● **PROBLEM REQUIREMENTS**: Exact reproduction of every entry is required.

Stored data entries
┌──

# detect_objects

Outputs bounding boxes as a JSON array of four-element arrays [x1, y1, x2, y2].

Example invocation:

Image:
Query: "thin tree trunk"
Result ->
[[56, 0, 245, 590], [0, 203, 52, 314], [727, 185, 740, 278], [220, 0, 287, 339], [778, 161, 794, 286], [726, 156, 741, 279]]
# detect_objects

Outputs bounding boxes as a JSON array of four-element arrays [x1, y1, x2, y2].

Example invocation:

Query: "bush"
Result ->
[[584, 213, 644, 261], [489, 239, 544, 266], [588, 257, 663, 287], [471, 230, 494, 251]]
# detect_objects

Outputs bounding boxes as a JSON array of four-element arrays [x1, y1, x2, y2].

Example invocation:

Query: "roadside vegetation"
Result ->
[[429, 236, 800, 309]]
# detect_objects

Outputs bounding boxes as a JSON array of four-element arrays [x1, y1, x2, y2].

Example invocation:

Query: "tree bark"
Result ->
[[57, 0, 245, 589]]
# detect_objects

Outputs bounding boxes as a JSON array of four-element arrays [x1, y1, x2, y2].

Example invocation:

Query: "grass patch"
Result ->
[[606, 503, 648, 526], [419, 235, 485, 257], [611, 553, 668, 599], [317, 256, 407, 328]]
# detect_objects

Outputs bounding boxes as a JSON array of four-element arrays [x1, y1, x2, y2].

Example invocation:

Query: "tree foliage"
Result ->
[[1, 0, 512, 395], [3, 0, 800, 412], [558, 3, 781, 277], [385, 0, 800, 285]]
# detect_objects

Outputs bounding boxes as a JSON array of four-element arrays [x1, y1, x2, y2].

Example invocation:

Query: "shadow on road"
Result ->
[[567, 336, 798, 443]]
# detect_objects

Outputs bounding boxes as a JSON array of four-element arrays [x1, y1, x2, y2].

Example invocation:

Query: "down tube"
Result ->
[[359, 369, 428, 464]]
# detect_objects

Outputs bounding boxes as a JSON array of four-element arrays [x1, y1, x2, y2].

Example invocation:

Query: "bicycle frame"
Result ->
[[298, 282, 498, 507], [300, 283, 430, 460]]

└──

● **SOLUTION TO THIS EXERCISE**:
# detect_objects

Outputs bounding boxes as a JSON array of four-element arrays [x1, y1, x2, y2].

Example invocation:

Image:
Query: "thin tree trunk"
Result ->
[[56, 0, 245, 590], [0, 203, 52, 314], [727, 185, 740, 278], [220, 0, 287, 339], [778, 161, 794, 286], [726, 156, 741, 279]]
# detect_objects

Outputs bounding boxes as a JSON array of four-element arrays [x1, y1, x2, y2].

Example invocation:

Query: "bush"
Result ->
[[584, 213, 644, 261], [489, 239, 544, 266], [588, 257, 663, 287], [471, 230, 494, 251]]
# detect_objects

Outputs bounding boxes as a JSON array of four-element arrays [x1, y1, x2, y2].

Example invocation:

Query: "roadside vegetation"
Result ->
[[429, 236, 800, 309]]
# detect_objects

Outputs bounding boxes as a JSON array of four-element arrays [x1, y1, x2, y2].

Example invocation:

Query: "tree bark"
Result ->
[[57, 0, 245, 589]]
# detect_objects

Outputs bounding boxes as a JSON array of four-element arrays [x1, y1, x2, y2].

Example invocation:

Query: "grass patch"
Result ->
[[606, 503, 648, 526], [419, 235, 485, 257], [611, 553, 668, 599], [317, 256, 407, 328]]
# detect_objects

Outputs bounding boxes as a JSON array of four-element arrays [x1, y1, x2, y2].

Example invocation:

Query: "tree foliage"
Result ->
[[1, 0, 512, 395], [3, 0, 800, 412], [558, 3, 781, 277], [385, 0, 800, 285]]
# detect_objects

Outputs bounding boxes as a JSON array of four-element arrays [x1, y1, x2, y2].

Example invocation:

Query: "shadow on road"
Result ->
[[567, 336, 798, 443]]
# detect_objects

Outputs bounding boxes as a JSON array of four-element arrays [x1, y1, x2, y2].

Example invocation:

Query: "down tube"
Result ->
[[359, 369, 428, 464]]
# detect_objects

Outputs bounding boxes as a JSON array of four-element arrays [x1, y1, x2, y2].

Example invocation:

Query: "bicycle frame"
Result ->
[[298, 282, 498, 507], [300, 283, 430, 460]]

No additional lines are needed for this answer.